▶ _WRITTEN EXERCISE_: Present the rows below as a numbered list, leaving out any blank lines.

## BEGIN DATASET RECORDS

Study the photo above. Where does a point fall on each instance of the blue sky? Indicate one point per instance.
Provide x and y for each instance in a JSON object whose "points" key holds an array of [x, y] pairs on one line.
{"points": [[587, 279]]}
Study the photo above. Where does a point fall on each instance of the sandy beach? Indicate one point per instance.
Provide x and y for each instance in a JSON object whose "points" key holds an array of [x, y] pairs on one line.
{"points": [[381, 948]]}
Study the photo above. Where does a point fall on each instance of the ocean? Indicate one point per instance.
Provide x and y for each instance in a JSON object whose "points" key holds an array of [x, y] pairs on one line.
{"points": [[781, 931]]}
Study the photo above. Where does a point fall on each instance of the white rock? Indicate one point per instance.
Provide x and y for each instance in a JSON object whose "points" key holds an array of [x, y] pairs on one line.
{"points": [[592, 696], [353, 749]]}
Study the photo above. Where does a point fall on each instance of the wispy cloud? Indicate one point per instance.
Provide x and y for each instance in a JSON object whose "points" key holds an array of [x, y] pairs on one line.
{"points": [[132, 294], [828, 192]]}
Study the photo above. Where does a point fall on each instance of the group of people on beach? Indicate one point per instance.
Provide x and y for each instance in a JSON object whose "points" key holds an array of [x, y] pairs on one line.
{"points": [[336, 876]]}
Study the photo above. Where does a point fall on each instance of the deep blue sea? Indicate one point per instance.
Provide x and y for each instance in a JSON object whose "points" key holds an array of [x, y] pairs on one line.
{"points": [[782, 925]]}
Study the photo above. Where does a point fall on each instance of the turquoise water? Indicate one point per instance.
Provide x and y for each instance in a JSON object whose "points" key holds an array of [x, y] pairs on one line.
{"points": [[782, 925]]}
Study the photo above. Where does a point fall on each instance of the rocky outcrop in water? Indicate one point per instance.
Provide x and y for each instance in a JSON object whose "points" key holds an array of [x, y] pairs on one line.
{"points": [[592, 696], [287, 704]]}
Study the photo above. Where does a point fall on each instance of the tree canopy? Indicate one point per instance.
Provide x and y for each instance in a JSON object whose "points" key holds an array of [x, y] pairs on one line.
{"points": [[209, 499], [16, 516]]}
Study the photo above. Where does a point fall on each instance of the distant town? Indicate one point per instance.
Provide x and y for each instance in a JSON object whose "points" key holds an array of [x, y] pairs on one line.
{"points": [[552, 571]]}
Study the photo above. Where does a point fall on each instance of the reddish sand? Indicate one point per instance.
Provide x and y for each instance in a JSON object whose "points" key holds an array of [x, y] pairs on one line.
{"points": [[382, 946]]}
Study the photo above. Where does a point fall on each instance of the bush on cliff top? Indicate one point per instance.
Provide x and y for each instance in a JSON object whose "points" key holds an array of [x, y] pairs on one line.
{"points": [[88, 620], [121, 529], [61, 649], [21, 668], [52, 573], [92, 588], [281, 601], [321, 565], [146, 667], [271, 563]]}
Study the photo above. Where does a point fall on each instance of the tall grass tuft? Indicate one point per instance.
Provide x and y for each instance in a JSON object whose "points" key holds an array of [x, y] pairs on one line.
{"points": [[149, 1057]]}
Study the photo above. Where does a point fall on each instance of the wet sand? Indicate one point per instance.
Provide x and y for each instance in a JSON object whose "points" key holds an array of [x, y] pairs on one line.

## END DATASET RECORDS

▶ _TASK OUTPUT_:
1. Study the photo above. Where does a point fall on each instance of the blue sky? Indicate one point per instance.
2. Provide x and y for each instance in a JSON object whose "points" key holds an array of [x, y] pairs on one line.
3. {"points": [[587, 279]]}
4. Study the photo above. Where does a point fall on each instance of the sandy beach? Indicate one point per instance.
5. Provide x and y for each instance in a JSON object whose "points" key holds an array of [x, y] pairs on one line.
6. {"points": [[381, 948]]}
7. Study the photo above. Where does a point fall on each instance of the ocean? Indicate one point per instance.
8. Provide x and y for each instance in a JSON object whose "points" key holds an array of [x, y] pairs on one line.
9. {"points": [[781, 931]]}
10. Study the photo above. Where does a point fall on each instance of the white rock? Indicate one point per instance.
11. Provide x and y for each instance in a JSON object whose "points" key holds an array of [x, y] pairs on one line.
12. {"points": [[592, 696], [353, 749]]}
13. Study the photo above. Where does a point fall on each instance of the wispy cloud? Indicate one point per instance.
14. Provide x and y for each instance in a JSON object whose "points" key holds an array of [x, y] pairs on one line.
15. {"points": [[132, 294], [828, 192]]}
16. Study the photo above. Where does a point fall on each instance of the group of people on beach? Indicate one point per instance.
17. Provide x and y for each instance in a JSON object whose "points" key holds an array of [x, y] pairs on one line.
18. {"points": [[336, 876]]}
19. Study the photo above. Where does a point fall on each instance of the deep blue sea? Indicate one point per instance.
20. Provide x and y for each instance in a JSON object whose "points" key holds an array of [x, y] pairs on one line.
21. {"points": [[782, 925]]}
22. Study the photo above. Where does a point fall on each instance of the turquoise water? Indicate one point per instance.
23. Provide x and y for each instance in a JSON object whose "points" key holds an array of [x, y] pairs on one line.
24. {"points": [[782, 925]]}
25. Study the photo above. Where does a point fall on each instance of the rocky outcrop in water? Indicate one point per instance.
26. Provide x and y for each instance in a JSON object whose "points" key holds an array of [x, y] pairs on one line.
27. {"points": [[592, 696], [287, 704]]}
28. Study the photo above. Where does a point fall on each instance of the tree canopy? Indicate one point per instance.
29. Provide x and y for each instance in a JSON object whose "points" key holds an array of [x, y] pairs on one line.
30. {"points": [[209, 499], [16, 516]]}
31. Study the photo above. Where does a point fall on each instance of the distant town? Indicate one point per instance.
32. Provide x and y for each instance in a JSON object whose "points" key holds an array of [x, y] pairs on one line.
33. {"points": [[552, 571]]}
34. Study the photo above. Where does a point fall on each instance of the reddish sand? Indicate one point per instance.
35. Provide x and y for each instance in a JSON object whose "points" key holds an array of [x, y] pairs on one line.
36. {"points": [[382, 946]]}
37. Study the photo above. Where does a point fall on each instance of the bush on cliff top? Indicate one point per instance.
38. Provide x and y for each instance in a JSON object whose "points" key holds an array of [x, y] pairs on one line.
39. {"points": [[88, 620], [121, 529], [61, 649], [21, 668], [52, 573], [92, 588], [281, 601], [321, 565], [146, 667], [271, 563]]}
40. Study the photo above. Where does a point fall on each instance of the tall grass tuft? Indicate one point per instance.
41. Provide x and y for each instance in a JSON object whose "points" key holds an array of [x, y] pairs on one line.
42. {"points": [[149, 1057]]}
43. Study the photo above. Where does a point fall on each instance of the wet sand? Indicate one point per instance.
44. Provide x and y for each instance in a JSON object whose "points" key holds an array of [x, y] pairs on one line.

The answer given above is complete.